Exercise objective
Reproduce all of the listing below without alteration.

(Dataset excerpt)
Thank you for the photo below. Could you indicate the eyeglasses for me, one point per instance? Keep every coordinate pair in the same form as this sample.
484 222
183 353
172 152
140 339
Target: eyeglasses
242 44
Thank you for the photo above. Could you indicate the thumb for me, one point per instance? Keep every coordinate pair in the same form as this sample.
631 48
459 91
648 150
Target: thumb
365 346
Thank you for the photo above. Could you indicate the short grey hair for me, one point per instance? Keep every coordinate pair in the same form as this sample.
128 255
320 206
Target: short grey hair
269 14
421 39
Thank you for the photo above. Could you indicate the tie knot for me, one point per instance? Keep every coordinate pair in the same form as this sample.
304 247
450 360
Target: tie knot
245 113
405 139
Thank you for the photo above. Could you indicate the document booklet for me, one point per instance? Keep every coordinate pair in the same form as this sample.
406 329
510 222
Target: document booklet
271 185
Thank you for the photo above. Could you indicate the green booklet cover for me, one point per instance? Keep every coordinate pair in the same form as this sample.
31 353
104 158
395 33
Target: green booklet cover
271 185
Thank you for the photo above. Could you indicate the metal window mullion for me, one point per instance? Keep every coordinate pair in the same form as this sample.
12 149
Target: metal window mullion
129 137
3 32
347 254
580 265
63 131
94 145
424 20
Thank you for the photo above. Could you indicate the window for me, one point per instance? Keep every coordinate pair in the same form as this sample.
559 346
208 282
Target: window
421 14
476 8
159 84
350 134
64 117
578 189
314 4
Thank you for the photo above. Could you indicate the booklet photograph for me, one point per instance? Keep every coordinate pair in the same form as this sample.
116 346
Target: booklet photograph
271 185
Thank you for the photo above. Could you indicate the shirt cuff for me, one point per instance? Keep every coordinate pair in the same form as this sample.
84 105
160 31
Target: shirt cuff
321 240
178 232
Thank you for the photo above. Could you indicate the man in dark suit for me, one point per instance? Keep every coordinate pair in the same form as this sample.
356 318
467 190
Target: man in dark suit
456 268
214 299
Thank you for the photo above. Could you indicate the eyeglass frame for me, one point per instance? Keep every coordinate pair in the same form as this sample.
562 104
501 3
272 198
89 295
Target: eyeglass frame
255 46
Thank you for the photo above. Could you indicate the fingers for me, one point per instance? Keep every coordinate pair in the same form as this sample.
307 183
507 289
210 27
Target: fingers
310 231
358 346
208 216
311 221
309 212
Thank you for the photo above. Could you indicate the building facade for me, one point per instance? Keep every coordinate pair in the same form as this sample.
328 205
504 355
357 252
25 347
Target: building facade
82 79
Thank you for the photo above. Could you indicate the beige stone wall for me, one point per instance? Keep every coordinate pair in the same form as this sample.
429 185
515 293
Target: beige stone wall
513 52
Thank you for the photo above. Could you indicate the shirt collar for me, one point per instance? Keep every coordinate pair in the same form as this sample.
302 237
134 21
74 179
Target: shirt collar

Response to the task
Thank you for the photo below. Could you indicate the eyeglasses for me, one point per instance? Keep every coordinate pair in the same form as this sample.
484 222
183 353
172 152
140 339
Target: eyeglasses
242 44
Thank you for the photo above. Could you indicate the thumb for me, one point per instance? Keep every coordinate pair in the same form as this sample.
631 48
459 91
648 150
Target: thumb
365 346
Thank you for the photo above. Could you indicate the short grey hair for me, one point per instance? Keep every coordinate pair in the same form as this sample.
128 255
320 206
Target: short grey hair
269 14
421 39
Thank you for the photo above. Could you indicate the tie knot for me, one point per instance? Keep every coordinate pair in the same form as this sample.
304 247
450 360
Target: tie knot
245 113
405 139
Thank you for the photo above. Could you indicate the document booklet for me, one point per instance? Keep every coordinate pair in the same form as this sample.
406 329
510 222
Target: document booklet
271 185
Thank you for the photo above. Could you indicate the green booklet cover for me, one point per instance? Keep every coordinate pair in the same form as this sample.
31 353
104 158
395 33
Target: green booklet cover
271 185
Thank you for the photo above. Could you indicate the metal window mullion for me, one point per instance? Keep every coordinate pair in the same form as this sample.
12 149
Target: metal window mullion
129 137
3 32
347 254
580 265
63 131
94 145
424 20
Thank you for the photo above. Could you indicate the window for me, one point per instance? Keep every coordinate pair in the same form as this sample.
559 346
208 282
Target: window
421 14
476 8
159 84
350 134
64 117
578 189
314 4
Thank you for the photo above. Could you indicate the booklet photograph for me, one point per instance? Keep every coordinate pair in the same form as this sample.
116 346
Target: booklet photograph
271 185
Thank you for the photo above. Could you indicate the shirt cuff for me, one point per instance? Keep every coordinate pair in the same form as this sample.
84 105
160 31
Target: shirt cuff
321 240
178 232
Thank you for the photo above. Could you indicate the man in dark suit for me, one point per instance? Keep every coordinate pair in the same form as this sample.
356 318
467 190
Target: man in dark suit
456 268
214 299
Thank you for the photo above. Could you indicate the eyeglass frame for me, one point per instance? Keep every coordinate pair in the same form as this sample.
562 104
501 3
272 198
89 295
Target: eyeglass frame
255 46
Thank you for the photo above. Could you indicate the fingers for me, one point per instance? Keep every coordinate pair in the same form as this sample.
307 183
507 289
210 27
Target: fingers
310 231
358 346
208 216
311 221
309 212
Thank you for the photo above. Could you indicate the building facade for me, one point per instance? Keep every coordinate pair in the same form as this sample.
328 205
504 355
357 252
25 347
Target: building facade
82 79
Thank you for the photo above. Could you indicate the beige stone wall for me, one point per instance? Keep every coordinate pair in the same form as this sample.
429 185
515 293
Target: beige stone wall
513 52
Thank you for the photo above. Could you indicate the shirt collar for me, one point per instance? Keep every coordinate pair in the same form as this sample.
302 237
134 21
74 179
Target: shirt collar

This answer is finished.